* FONTE *
* * * * * * * * *

Constata-se incompetência administrativa dos municípios para dar conta
do que é necessário fazer para garantir os direitos dos afetados.
Em relação aos projetos exigidos para acessar recursos públicos,
constata-se que há exigências burocráticas que tornam praticamente impossível seu
acesso pelos afetados por desastres.
2. CAUSAS DAS SITUAÇÕES CONSTATADAS
O agravamento das precipitações pluviométricas em toda a Região Serrana
do RJ tem como causa o aquecimento global provocado pela emissão de gases de
efeito estufa em todo o planeta, processo em que o Brasil também contribui
através de diferentes atividades econômicas e especialmente com a derrubada e
queima de florestas, que se agravará, com certeza, se for aplicado o chamado
novo Código Florestal, recentemente aprovado pelo Congresso Nacional. A
situação de desequilíbrio ambiental provocado por ações humanas só se agravará
se o desenvolvimento continuar centrado e a serviço da economia comandada por
grupos econômicos que só buscam mais e mais lucros, sem levar em conta a vida
de todas as pessoas, de todos os seres vivos e da própria vida da Terra.
A falta de uma política habitacional que garanta o direito à moradia
aos empobrecidos, bem como a falta de ação pública de proteção das Áreas de
Proteção Permanente, resultou na construção de moradias e iniciativas agrícolas
e de turismo em beiras de rios e em encostas, agravando os efeitos das
enchentes e aumentando os riscos de desastres sociais.
Tudo indica que está em andamento a prática de “indústria dos desastres
socioambientais”, pois estão sendo usados como oportunidades para negócios
privados e para desvios e má gestão dos recursos também por órgãos públicos.
A falta de ação conjunta das instâncias de governo está na raiz do
emperramento e da falta de atendimento e garantia dos direitos sociais e
ambientais nas áreas de desastres socioambientais.
As divisões e desaforos partidários têm tudo a ver com a inexistência
de políticas públicas efetivas e com a construção de justificativas pela
ausência do Estado junto à população que teve perda total em desastres.
A falta de políticas e de investimento em prevenção confirma a falta de
empenho na busca de soluções definitivas do que provoca desastres – e quando
algo é feito, só se considera as áreas urbanas, e não as áreas rurais, e é feito
sem participação popular, sem valorizar o que o povo sabe e pode fazer.

* * * * * * * * *

* BLOCO DE DADOS *
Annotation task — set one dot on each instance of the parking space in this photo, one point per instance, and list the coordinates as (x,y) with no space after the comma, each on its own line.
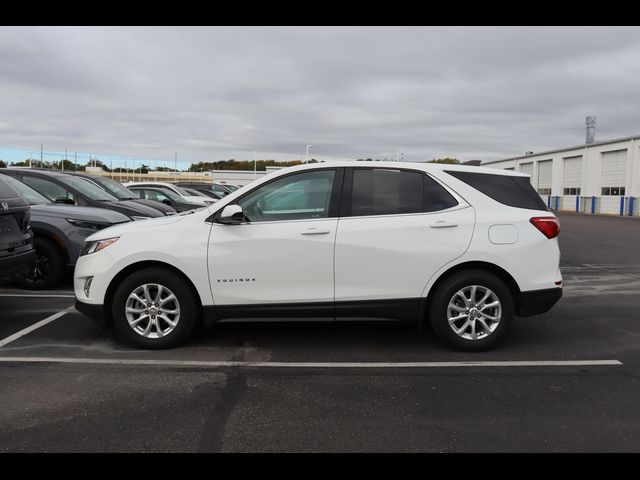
(563,381)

* * * * * * * * *

* ENUNCIADO 1 *
De acordo com a fonte, o que causa o agravamento das precipitações pluviométricas na Região Serrana do RJ?
* ENUNCIADO 2 *
Explique, com base na fonte, por que ela afirma que está em andamento a prática de “indústria dos desastres socioambientais”.

* RESPOSTA ESCRITA 1 *
O aquecimento global provocado pela emissão de gases de efeito estufa em todo o planeta.

* RESPOSTA ESCRITA 2 *
Porque os desastres socioambientais estão sendo usados como oportunidades para negócios privados e para desvios e má gestão dos recursos, inclusive por órgãos públicos.